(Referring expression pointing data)
○ ○ ○ ○ ○ ○ ○
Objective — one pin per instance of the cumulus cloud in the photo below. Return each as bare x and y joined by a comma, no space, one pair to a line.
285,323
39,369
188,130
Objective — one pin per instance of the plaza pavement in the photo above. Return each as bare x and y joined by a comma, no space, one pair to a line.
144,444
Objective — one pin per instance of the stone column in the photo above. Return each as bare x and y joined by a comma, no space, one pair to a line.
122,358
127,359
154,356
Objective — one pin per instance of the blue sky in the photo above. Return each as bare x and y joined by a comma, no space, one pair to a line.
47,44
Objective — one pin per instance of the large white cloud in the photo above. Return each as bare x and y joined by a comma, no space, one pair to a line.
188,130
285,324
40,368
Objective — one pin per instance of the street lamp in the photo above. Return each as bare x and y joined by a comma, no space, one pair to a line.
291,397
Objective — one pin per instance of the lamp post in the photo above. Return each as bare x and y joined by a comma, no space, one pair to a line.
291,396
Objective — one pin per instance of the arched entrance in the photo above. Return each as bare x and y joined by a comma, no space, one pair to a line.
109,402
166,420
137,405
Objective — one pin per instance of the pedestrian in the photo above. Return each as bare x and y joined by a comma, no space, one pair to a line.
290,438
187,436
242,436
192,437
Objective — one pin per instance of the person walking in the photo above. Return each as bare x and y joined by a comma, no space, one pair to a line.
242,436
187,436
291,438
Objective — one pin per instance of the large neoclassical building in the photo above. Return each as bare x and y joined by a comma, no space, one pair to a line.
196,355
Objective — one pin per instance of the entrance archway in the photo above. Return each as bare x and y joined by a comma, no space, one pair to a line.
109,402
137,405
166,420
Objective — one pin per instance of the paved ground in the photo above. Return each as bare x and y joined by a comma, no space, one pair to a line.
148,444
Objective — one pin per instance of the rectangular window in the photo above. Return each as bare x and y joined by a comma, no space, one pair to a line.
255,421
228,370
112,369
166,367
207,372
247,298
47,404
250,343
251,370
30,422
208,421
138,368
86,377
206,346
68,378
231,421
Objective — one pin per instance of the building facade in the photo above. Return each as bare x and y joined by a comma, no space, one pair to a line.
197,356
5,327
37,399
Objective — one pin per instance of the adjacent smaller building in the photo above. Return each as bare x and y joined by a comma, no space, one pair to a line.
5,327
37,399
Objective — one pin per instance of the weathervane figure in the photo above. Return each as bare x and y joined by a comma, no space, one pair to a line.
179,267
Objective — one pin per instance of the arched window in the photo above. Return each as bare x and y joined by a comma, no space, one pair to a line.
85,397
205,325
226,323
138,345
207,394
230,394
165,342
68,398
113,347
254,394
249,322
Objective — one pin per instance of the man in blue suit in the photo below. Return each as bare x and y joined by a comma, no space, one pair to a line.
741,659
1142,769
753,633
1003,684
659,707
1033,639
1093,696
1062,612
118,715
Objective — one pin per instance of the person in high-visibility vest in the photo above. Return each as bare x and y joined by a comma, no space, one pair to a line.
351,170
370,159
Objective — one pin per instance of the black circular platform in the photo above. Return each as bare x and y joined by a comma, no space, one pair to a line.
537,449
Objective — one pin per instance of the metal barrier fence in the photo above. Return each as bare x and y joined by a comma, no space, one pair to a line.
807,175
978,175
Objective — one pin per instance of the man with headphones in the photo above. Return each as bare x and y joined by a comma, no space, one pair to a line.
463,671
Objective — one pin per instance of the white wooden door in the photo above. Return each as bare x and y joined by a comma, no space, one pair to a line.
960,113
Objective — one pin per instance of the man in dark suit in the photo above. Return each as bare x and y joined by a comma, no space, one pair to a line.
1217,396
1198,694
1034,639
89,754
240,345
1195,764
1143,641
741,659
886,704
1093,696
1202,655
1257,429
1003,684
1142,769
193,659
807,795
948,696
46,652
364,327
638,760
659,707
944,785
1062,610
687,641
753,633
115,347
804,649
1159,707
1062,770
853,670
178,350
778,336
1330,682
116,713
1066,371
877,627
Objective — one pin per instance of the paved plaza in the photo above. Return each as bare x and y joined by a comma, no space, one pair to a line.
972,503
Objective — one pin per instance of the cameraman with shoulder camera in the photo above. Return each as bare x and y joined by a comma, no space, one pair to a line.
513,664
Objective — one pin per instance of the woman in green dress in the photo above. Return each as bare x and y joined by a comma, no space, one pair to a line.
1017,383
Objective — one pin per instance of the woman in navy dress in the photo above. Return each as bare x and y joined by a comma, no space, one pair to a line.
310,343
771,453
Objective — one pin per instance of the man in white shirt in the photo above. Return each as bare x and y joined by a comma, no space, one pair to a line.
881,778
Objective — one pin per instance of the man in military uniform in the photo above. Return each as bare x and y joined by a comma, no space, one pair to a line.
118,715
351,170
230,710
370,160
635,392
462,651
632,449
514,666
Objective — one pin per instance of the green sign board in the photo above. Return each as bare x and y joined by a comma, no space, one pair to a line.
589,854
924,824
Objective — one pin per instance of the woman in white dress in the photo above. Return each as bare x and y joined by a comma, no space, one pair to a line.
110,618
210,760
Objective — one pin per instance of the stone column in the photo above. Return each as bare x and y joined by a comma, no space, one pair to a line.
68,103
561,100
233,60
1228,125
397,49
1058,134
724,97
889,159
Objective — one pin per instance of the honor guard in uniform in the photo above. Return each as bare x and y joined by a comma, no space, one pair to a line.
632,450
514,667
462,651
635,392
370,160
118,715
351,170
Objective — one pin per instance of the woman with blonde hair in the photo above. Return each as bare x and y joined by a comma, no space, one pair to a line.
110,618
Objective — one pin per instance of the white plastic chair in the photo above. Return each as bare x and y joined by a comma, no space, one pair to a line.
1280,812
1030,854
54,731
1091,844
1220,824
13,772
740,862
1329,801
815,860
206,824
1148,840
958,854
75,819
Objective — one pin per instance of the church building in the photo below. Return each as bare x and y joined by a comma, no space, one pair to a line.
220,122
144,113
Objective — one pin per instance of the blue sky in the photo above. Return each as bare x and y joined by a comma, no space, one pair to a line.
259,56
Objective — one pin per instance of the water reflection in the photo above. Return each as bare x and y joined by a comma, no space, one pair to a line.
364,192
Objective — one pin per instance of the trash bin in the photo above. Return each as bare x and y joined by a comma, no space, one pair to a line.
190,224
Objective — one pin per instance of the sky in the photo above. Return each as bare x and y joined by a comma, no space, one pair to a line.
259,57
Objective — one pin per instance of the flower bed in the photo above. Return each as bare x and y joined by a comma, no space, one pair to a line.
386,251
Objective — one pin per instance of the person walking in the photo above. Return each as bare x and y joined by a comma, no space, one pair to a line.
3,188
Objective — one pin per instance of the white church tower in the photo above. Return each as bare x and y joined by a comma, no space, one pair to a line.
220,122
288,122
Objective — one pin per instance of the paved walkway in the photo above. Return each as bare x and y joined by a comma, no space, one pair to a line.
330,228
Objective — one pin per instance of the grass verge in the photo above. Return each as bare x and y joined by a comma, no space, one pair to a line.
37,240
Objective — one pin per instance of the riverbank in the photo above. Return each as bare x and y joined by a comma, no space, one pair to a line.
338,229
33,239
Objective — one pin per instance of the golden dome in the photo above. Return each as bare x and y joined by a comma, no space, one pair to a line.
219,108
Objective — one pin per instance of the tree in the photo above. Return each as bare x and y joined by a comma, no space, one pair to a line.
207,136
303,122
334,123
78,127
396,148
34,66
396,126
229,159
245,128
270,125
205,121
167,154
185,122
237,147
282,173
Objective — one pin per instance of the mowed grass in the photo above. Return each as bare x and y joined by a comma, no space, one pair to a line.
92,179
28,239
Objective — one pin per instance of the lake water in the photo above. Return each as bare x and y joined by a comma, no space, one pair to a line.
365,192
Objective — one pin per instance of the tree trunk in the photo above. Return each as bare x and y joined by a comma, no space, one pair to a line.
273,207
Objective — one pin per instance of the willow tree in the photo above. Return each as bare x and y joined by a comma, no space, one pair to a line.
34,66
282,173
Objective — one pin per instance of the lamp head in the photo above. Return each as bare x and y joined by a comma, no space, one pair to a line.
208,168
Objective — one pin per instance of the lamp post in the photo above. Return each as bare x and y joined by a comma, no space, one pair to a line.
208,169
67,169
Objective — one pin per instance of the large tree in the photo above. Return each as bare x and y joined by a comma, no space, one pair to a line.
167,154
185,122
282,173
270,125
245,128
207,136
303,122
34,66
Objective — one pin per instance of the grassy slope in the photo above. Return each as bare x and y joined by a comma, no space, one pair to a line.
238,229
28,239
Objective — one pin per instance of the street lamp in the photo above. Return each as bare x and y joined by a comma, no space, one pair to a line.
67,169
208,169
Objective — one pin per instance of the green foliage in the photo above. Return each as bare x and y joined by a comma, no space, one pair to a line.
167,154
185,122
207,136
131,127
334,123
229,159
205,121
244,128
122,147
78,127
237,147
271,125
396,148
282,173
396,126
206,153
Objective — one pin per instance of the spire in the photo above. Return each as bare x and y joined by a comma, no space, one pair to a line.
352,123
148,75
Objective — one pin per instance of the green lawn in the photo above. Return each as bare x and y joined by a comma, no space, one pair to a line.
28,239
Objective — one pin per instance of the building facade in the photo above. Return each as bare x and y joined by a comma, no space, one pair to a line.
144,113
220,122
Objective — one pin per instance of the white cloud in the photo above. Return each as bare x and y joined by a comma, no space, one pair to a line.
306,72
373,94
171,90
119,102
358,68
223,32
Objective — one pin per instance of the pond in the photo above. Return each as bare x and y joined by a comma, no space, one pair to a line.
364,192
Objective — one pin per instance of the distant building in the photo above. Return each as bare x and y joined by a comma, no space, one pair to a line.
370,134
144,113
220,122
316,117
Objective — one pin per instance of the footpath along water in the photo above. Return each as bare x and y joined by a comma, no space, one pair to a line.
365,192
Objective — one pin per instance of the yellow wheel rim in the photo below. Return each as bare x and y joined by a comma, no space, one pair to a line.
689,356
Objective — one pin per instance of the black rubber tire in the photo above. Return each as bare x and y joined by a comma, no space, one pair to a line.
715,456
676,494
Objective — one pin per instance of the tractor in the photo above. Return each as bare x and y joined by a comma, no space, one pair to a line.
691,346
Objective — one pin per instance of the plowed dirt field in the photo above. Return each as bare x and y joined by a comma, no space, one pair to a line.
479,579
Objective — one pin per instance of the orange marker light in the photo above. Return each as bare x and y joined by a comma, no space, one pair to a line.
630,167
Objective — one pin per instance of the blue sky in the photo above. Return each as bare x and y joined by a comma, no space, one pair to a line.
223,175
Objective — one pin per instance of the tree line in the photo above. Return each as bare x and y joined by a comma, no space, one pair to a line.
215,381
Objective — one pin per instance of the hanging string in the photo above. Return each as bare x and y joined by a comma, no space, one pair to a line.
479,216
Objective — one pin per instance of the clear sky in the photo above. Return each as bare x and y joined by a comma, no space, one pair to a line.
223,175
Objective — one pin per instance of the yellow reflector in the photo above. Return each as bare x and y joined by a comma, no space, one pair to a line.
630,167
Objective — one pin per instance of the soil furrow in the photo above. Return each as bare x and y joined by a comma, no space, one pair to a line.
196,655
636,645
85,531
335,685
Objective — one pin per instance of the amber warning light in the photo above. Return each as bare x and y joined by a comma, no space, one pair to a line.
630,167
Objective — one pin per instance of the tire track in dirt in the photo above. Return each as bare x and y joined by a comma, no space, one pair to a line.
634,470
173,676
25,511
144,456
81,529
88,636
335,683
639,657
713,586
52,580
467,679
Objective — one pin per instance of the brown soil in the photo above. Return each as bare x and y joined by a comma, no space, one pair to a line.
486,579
○ ○ ○ ○ ○ ○ ○
## Task to complete
Output must be limited to the lines beginning with the one that contains "Objective — one pin per instance of the brown" and ending with the last line of the entries, reproduced exactly.

## Response to the task
Objective — one pin per instance of the brown soil in the photo above. Return each as bare x and y joined by a comma, no space, one pair to a line.
486,579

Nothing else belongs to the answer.